=== WRITTEN REQUEST ===
Please copy out the lines that open with the line containing "shape point(585, 219)" and close with the line containing "point(671, 401)", substituting "vinyl" for "leather" and leaving everything else untouched. Return only those lines.

[Excerpts from location labeling data]
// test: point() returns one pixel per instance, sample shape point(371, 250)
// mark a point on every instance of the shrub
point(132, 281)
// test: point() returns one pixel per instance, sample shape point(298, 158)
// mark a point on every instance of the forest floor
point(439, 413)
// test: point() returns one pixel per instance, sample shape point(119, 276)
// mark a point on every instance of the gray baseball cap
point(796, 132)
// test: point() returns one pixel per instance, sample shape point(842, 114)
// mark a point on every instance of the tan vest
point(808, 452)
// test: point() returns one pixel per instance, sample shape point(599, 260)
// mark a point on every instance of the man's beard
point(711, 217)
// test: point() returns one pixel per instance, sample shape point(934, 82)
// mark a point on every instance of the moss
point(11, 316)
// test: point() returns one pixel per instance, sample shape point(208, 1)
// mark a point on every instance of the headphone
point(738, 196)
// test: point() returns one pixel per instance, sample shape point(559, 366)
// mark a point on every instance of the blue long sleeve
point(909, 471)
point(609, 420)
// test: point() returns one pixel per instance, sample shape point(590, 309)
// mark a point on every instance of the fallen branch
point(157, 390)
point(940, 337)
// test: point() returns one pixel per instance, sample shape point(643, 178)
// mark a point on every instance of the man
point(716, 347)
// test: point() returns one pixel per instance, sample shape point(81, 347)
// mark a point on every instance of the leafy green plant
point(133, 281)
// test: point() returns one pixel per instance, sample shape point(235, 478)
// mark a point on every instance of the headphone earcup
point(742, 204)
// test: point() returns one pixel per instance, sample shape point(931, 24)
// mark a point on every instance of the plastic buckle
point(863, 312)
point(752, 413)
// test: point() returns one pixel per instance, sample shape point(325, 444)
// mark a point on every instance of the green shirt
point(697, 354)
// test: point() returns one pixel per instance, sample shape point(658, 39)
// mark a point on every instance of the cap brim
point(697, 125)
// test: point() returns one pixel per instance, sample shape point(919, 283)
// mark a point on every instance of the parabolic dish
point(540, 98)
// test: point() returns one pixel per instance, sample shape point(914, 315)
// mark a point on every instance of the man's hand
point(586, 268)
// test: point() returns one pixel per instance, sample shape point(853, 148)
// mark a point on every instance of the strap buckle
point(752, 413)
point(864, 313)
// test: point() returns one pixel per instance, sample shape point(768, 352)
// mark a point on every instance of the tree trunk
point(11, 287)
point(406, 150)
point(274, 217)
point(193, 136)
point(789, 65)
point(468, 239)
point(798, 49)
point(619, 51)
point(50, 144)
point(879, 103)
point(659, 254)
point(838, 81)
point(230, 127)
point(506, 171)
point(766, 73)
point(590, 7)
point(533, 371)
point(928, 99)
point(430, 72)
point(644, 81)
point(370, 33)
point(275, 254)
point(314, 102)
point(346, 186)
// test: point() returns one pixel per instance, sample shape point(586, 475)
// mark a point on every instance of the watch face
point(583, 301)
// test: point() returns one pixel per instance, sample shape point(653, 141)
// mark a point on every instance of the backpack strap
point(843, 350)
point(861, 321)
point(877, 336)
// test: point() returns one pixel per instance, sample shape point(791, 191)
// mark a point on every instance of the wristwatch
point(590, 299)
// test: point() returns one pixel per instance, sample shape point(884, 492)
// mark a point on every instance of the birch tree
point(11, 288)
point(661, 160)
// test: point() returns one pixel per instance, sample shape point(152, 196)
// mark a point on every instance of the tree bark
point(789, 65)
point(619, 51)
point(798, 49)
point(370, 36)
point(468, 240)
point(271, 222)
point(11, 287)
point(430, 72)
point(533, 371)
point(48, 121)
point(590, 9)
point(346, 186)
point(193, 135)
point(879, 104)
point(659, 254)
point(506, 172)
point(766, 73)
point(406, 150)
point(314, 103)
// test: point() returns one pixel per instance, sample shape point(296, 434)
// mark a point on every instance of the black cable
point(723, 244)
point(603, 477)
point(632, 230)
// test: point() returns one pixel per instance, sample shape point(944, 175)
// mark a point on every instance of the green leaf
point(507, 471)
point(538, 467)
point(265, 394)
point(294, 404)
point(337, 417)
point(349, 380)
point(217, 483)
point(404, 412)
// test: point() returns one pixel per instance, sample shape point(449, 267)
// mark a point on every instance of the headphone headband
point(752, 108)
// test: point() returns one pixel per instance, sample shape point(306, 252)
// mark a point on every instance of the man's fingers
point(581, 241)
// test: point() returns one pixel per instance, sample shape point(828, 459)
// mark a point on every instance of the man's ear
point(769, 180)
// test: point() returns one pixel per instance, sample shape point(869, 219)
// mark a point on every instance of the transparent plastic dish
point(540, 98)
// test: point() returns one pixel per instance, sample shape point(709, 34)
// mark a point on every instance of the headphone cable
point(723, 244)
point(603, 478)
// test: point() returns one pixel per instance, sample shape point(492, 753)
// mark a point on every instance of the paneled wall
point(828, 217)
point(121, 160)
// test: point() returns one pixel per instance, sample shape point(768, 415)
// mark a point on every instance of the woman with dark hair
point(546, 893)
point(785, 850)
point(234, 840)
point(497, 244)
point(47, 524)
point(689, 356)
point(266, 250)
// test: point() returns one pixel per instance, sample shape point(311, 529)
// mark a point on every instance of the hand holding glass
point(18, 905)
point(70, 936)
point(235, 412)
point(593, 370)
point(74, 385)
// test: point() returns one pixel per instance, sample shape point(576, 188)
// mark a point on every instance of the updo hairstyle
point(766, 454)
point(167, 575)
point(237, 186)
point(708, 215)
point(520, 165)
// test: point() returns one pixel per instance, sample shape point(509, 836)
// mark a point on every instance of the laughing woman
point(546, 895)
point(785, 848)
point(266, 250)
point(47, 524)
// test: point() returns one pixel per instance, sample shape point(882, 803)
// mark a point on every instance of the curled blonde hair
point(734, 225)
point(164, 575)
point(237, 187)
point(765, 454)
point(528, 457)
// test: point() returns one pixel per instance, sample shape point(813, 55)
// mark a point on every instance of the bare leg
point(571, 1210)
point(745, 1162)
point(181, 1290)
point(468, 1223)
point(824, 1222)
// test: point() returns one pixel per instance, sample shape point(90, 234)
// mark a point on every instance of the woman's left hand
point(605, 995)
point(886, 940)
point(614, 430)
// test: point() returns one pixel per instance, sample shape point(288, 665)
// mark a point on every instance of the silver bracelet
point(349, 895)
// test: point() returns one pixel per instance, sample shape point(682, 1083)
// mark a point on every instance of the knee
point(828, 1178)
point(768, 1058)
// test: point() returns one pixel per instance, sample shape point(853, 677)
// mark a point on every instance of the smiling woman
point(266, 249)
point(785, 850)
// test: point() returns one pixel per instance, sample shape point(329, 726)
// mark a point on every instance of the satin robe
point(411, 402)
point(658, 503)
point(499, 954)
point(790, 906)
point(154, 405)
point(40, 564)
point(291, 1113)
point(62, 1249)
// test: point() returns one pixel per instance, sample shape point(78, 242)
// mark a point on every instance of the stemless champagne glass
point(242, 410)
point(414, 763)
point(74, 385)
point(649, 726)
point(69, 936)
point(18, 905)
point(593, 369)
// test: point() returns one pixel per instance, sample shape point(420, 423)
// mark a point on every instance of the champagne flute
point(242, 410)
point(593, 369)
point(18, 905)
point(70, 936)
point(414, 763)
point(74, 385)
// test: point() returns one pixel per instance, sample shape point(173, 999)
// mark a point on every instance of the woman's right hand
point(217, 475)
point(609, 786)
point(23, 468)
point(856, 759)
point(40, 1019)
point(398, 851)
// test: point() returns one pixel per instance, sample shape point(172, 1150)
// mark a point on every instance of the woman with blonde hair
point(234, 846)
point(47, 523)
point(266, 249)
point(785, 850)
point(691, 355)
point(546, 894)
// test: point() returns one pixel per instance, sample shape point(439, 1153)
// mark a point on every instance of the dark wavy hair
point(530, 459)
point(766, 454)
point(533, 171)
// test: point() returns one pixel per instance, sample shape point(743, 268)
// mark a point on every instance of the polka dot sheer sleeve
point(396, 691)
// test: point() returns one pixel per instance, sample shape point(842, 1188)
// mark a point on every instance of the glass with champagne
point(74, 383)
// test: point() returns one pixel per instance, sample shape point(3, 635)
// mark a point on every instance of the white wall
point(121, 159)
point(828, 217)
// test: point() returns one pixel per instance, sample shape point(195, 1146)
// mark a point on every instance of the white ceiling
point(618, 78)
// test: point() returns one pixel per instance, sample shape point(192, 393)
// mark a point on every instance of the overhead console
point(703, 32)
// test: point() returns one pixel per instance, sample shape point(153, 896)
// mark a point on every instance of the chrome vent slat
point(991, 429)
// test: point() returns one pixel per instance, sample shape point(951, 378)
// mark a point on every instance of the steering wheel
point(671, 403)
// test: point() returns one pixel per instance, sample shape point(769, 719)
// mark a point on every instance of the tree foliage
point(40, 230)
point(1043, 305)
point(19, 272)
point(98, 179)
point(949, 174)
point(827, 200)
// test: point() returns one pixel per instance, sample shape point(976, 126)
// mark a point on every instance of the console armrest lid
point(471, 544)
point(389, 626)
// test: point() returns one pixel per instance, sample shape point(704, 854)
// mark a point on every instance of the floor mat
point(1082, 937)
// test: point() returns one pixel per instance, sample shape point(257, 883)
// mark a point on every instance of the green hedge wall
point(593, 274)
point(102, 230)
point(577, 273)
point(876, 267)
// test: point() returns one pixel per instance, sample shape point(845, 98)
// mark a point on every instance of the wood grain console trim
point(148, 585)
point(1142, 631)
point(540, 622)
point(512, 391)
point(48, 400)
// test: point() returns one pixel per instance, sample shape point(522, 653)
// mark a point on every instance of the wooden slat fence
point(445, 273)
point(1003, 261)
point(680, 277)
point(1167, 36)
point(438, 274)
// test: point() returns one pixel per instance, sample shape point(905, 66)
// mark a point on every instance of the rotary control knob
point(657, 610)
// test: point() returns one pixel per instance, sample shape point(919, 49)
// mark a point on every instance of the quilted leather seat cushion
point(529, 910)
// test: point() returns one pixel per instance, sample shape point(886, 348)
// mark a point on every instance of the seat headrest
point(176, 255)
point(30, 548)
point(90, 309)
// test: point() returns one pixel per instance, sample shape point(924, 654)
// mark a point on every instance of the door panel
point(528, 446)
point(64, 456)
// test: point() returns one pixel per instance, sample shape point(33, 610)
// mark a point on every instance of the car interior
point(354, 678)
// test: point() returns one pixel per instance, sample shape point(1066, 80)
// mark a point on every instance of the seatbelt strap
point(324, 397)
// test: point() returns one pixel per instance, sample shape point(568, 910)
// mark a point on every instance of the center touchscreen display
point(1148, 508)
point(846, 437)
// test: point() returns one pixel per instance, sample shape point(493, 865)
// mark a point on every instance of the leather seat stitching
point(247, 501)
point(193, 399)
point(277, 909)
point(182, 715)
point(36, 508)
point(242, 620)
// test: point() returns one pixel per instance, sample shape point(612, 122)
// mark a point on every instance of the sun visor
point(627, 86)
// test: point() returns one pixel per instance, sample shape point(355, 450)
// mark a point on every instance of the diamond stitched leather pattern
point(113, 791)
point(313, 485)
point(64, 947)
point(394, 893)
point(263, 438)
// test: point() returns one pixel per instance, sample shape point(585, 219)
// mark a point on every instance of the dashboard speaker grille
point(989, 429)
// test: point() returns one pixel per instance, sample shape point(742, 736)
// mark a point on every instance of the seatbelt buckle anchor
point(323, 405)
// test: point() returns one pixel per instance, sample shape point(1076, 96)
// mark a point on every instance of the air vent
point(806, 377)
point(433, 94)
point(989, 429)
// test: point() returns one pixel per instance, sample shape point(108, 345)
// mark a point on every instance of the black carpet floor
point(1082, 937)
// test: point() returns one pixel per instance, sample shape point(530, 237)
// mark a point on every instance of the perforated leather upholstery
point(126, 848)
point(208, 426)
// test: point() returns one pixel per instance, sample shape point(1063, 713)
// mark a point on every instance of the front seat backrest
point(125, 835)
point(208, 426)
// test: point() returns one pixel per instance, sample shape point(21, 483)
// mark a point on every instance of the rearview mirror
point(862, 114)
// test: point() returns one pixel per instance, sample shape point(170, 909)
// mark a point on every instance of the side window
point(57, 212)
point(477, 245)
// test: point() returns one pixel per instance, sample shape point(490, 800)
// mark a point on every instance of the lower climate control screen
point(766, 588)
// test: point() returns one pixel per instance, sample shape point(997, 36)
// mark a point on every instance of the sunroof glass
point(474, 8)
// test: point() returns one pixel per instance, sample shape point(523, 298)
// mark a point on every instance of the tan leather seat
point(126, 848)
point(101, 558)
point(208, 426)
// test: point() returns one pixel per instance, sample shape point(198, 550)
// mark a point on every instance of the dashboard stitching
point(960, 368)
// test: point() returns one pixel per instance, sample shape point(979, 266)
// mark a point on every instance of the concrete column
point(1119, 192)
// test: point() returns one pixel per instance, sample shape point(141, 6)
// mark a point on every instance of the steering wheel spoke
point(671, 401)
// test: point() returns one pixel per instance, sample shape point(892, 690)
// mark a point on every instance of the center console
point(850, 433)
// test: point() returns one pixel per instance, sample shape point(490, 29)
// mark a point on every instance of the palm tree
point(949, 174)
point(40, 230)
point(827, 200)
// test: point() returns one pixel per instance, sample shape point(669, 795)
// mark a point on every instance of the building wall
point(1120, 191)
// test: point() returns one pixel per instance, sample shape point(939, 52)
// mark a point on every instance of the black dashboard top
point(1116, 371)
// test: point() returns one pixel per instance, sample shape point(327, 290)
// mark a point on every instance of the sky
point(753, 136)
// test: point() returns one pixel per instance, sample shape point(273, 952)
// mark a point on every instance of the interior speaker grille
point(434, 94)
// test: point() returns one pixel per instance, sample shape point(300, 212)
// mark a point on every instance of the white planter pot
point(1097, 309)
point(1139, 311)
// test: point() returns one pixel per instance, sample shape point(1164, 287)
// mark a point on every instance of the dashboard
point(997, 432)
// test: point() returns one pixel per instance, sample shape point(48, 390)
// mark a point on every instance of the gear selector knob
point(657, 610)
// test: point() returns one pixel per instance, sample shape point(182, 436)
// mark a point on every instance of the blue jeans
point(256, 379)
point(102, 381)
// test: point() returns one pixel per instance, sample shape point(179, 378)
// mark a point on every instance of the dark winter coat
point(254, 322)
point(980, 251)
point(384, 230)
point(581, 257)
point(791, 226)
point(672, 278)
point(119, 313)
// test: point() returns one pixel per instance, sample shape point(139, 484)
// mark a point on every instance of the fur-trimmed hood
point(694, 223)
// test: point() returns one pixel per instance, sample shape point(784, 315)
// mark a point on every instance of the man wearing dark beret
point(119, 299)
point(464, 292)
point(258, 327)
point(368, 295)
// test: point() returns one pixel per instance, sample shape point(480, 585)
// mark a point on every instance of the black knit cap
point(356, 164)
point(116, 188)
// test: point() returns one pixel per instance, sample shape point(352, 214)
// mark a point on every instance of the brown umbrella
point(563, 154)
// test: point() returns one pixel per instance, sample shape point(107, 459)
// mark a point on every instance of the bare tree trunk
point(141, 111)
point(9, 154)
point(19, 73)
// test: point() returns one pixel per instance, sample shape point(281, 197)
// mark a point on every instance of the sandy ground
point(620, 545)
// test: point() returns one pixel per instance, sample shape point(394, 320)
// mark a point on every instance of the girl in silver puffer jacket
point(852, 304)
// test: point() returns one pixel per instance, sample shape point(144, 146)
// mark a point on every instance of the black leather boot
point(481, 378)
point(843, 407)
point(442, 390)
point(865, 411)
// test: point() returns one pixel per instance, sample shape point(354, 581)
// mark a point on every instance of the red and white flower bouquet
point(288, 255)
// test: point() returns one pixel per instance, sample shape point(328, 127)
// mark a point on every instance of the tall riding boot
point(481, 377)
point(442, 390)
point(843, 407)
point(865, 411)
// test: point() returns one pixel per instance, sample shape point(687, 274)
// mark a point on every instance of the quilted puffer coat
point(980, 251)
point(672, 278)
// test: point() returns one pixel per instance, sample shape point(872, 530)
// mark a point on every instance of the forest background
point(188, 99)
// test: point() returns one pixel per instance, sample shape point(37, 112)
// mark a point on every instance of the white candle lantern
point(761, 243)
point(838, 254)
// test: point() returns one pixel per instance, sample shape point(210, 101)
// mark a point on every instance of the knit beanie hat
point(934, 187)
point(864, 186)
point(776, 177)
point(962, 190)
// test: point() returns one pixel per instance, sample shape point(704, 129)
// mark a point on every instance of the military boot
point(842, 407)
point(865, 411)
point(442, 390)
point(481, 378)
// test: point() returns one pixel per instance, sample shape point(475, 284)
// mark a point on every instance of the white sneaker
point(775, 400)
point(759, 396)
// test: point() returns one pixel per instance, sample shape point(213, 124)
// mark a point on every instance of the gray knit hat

=== WRITTEN ANSWER ===
// test: point() returns one pixel per instance, sample shape point(585, 219)
// mark a point on every instance of the dashboard speaker grille
point(989, 429)
// test: point() returns one pixel per instance, sample shape point(742, 736)
// mark a point on every instance of the seatbelt buckle anchor
point(323, 405)
// test: point() returns one pixel per instance, sample shape point(1076, 96)
// mark a point on every instance of the air vent
point(806, 377)
point(433, 94)
point(989, 429)
// test: point() returns one pixel per instance, sample shape point(108, 345)
// mark a point on every instance of the black carpet floor
point(1082, 937)
// test: point() returns one pixel per instance, sample shape point(530, 237)
// mark a point on every instance of the perforated vinyl upholstery
point(126, 848)
point(208, 426)
// test: point() returns one pixel per instance, sample shape point(1063, 713)
// mark a point on every instance of the front seat backrest
point(125, 835)
point(208, 426)
// test: point() returns one pixel per instance, sample shape point(21, 483)
// mark a point on every instance of the rearview mirror
point(862, 114)
// test: point() returns one pixel per instance, sample shape point(170, 909)
// mark a point on every instance of the side window
point(57, 212)
point(477, 245)
// test: point() returns one pixel per instance, sample shape point(490, 800)
// mark a point on every instance of the lower climate control screen
point(766, 588)
// test: point() returns one pixel per instance, sample shape point(997, 36)
// mark a point on every instance of the sunroof glass
point(474, 8)
// test: point() returns one pixel per instance, sample shape point(523, 298)
// mark a point on every instance of the tan vinyl seat
point(126, 848)
point(101, 558)
point(208, 426)
// test: point() returns one pixel per instance, sample shape point(198, 550)
// mark a point on every instance of the dashboard stitching
point(960, 368)
// test: point() returns one pixel per instance, sample shape point(979, 266)
// mark a point on every instance of the concrete column
point(1119, 192)
// test: point() returns one pixel per instance, sample shape point(141, 6)
// mark a point on every instance of the steering wheel spoke
point(671, 401)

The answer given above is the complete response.